Dataset entries:

····················

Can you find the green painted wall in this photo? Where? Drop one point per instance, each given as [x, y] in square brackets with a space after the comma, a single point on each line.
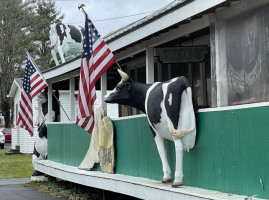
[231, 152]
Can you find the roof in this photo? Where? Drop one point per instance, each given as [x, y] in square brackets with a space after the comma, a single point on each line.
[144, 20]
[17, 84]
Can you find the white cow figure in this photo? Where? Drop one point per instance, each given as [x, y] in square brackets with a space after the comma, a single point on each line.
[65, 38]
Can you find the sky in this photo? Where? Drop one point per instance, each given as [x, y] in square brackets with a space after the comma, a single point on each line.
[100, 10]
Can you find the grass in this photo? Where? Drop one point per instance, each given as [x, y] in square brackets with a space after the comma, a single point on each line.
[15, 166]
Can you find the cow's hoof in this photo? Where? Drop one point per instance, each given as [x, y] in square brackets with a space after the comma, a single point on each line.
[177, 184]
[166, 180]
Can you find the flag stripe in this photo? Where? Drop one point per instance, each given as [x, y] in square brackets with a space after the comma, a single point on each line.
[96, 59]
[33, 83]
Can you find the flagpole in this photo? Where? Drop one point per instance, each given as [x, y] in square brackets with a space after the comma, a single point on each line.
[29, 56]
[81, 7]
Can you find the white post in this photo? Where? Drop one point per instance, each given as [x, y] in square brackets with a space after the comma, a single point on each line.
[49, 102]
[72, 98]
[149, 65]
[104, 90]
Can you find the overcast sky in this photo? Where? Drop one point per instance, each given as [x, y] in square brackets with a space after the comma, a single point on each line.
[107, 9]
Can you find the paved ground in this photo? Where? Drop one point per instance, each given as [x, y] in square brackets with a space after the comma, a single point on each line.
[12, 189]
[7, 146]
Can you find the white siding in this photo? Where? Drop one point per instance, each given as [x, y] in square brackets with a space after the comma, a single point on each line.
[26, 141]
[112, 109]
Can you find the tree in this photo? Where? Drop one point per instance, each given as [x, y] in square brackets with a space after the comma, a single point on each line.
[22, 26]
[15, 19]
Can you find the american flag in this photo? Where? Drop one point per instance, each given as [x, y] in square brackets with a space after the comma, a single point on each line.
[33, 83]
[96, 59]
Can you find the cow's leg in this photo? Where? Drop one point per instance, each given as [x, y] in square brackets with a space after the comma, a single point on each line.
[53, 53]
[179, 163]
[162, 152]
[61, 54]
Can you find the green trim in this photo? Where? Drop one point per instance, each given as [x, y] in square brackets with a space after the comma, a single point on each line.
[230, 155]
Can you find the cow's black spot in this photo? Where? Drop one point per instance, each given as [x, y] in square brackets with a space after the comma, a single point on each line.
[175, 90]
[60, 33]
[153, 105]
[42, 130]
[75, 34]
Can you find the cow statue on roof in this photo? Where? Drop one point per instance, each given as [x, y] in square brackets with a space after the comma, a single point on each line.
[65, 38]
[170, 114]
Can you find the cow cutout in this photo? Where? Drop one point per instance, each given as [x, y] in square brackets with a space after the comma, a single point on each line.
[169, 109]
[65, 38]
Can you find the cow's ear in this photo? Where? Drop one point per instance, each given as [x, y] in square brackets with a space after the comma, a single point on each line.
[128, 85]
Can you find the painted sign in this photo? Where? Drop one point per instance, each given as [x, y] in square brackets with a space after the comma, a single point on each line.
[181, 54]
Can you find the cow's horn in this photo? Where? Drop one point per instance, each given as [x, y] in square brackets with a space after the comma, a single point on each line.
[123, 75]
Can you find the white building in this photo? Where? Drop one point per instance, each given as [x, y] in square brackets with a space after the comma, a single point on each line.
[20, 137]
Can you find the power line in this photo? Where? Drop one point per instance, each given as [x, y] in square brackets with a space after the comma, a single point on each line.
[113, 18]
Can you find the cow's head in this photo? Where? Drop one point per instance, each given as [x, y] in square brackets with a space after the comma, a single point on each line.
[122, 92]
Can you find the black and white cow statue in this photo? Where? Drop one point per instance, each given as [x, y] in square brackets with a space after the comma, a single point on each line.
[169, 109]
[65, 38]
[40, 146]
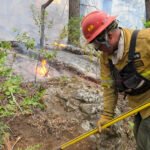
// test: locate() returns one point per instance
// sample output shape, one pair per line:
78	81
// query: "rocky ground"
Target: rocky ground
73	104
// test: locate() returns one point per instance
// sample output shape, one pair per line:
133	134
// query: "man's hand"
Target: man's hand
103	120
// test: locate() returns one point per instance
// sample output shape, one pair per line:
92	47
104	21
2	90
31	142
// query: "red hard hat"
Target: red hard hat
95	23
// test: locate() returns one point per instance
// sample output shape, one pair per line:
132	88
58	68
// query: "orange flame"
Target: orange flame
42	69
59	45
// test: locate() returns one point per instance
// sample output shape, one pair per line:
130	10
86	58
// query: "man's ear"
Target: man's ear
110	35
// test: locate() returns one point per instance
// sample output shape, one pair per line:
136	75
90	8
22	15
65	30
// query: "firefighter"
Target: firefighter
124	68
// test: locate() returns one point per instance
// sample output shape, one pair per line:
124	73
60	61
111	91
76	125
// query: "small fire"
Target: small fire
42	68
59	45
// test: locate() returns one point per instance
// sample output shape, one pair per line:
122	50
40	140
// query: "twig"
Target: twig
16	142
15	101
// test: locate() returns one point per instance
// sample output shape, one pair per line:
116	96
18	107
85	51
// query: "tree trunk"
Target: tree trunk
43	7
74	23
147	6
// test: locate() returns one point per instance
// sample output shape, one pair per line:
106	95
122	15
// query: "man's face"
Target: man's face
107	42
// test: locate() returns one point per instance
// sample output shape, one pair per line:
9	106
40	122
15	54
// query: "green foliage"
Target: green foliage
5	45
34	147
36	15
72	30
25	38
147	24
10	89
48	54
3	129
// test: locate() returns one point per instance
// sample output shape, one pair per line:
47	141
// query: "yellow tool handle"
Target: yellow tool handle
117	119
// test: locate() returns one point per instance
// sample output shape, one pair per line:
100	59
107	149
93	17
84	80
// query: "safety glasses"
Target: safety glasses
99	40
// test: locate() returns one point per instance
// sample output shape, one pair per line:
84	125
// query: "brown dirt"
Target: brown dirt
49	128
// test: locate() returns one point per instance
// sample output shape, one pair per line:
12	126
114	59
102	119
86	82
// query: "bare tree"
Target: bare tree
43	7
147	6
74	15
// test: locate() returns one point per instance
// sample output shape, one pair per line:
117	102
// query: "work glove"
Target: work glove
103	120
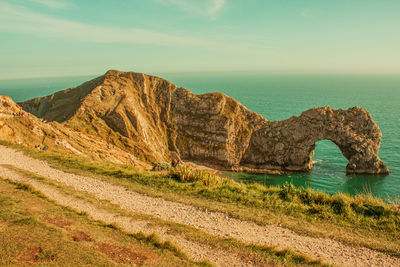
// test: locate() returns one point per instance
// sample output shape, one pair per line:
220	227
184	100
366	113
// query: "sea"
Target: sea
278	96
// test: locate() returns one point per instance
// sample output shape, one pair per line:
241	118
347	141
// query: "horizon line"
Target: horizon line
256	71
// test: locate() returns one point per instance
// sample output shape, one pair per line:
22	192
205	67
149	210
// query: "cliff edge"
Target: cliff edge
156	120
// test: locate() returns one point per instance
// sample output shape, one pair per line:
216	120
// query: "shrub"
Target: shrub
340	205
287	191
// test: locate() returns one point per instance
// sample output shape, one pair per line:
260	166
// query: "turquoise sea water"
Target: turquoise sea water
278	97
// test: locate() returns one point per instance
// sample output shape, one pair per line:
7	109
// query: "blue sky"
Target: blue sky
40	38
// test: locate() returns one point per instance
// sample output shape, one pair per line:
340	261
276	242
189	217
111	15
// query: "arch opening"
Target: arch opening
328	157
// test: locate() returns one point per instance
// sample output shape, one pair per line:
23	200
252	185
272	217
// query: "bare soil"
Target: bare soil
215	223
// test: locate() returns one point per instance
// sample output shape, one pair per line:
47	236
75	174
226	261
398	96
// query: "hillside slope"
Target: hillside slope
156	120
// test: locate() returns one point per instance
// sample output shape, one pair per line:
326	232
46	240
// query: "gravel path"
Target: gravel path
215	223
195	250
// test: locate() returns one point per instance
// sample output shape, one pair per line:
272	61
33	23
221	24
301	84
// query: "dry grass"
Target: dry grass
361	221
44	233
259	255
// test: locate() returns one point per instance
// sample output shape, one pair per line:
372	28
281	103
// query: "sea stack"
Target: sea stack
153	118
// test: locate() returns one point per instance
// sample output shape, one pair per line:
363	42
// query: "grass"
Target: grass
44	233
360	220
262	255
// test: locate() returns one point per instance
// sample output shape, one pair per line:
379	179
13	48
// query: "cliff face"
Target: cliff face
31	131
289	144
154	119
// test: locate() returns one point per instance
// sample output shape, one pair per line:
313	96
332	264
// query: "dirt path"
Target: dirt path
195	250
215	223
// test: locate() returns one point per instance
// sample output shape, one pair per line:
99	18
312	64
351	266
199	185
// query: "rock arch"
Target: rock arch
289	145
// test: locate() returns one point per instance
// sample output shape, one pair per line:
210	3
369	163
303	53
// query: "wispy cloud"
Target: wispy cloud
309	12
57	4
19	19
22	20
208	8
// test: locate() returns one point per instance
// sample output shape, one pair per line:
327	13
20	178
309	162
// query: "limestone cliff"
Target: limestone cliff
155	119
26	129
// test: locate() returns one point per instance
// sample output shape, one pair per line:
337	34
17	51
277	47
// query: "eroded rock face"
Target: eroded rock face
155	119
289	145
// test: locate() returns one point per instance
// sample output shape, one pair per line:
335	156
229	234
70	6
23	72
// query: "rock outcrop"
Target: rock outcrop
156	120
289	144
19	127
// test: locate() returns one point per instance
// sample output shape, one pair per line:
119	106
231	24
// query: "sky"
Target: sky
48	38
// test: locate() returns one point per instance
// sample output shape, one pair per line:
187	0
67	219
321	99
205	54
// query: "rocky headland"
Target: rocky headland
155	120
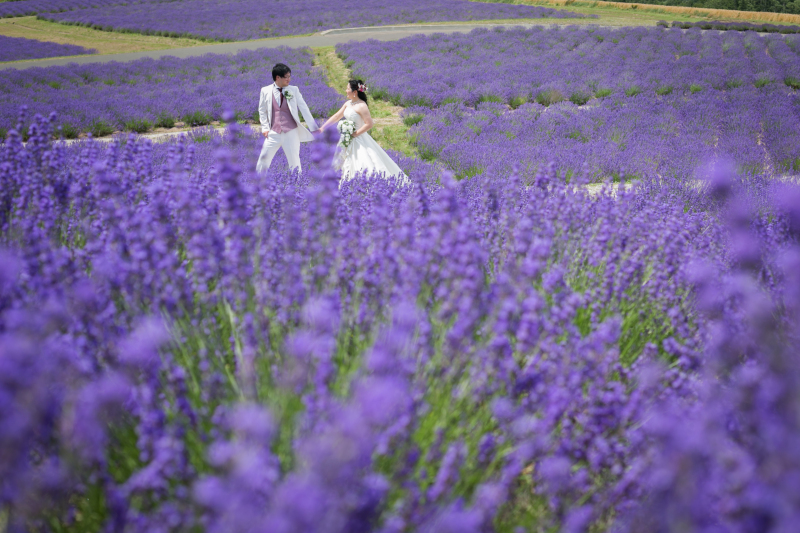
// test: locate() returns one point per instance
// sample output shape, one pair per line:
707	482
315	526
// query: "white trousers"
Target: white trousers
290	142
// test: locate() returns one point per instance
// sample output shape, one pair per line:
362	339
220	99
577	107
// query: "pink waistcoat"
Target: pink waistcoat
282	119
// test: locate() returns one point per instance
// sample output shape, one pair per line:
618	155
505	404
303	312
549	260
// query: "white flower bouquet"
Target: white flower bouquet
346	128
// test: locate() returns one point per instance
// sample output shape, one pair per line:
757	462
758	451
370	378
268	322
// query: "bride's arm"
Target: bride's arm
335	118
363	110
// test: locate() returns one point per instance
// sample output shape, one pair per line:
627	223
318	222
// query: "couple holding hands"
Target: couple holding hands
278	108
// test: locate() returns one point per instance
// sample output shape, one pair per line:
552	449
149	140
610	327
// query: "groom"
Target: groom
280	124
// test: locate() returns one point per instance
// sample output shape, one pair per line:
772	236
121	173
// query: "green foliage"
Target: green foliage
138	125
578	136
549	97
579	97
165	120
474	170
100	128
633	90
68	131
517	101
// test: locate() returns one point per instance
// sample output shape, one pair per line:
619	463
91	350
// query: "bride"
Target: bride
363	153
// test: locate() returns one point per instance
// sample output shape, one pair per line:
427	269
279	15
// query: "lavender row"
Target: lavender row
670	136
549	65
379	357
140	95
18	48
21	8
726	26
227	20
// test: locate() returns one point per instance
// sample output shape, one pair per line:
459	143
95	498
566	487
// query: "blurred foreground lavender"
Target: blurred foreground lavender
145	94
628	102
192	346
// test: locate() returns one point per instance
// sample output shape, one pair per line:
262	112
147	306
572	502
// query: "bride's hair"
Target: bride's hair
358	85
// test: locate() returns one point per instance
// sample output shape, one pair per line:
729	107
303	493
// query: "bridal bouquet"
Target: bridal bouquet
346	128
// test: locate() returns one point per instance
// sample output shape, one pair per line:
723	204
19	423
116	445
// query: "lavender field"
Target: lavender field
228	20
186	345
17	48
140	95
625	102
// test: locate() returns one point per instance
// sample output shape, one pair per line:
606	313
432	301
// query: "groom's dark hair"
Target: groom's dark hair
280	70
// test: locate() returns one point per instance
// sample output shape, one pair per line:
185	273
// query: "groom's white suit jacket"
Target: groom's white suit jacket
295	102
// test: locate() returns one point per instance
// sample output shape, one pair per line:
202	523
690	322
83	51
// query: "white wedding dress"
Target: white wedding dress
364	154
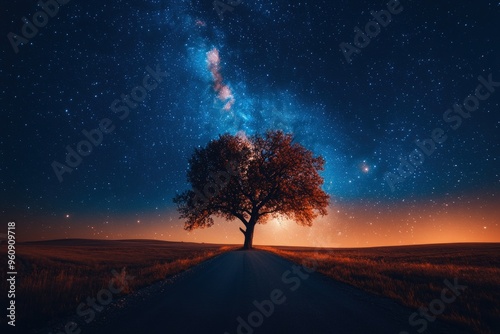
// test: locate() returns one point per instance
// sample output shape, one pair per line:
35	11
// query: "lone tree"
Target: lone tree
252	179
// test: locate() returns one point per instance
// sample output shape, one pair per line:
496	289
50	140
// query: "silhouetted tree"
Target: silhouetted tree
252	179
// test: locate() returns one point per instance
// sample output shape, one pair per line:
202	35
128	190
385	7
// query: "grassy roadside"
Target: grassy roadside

····················

### What you will do
Identify the lines of the data that contain the word "grassy". Copy each of them.

### Reply
// query: "grassy roadside"
Target: grassy roadside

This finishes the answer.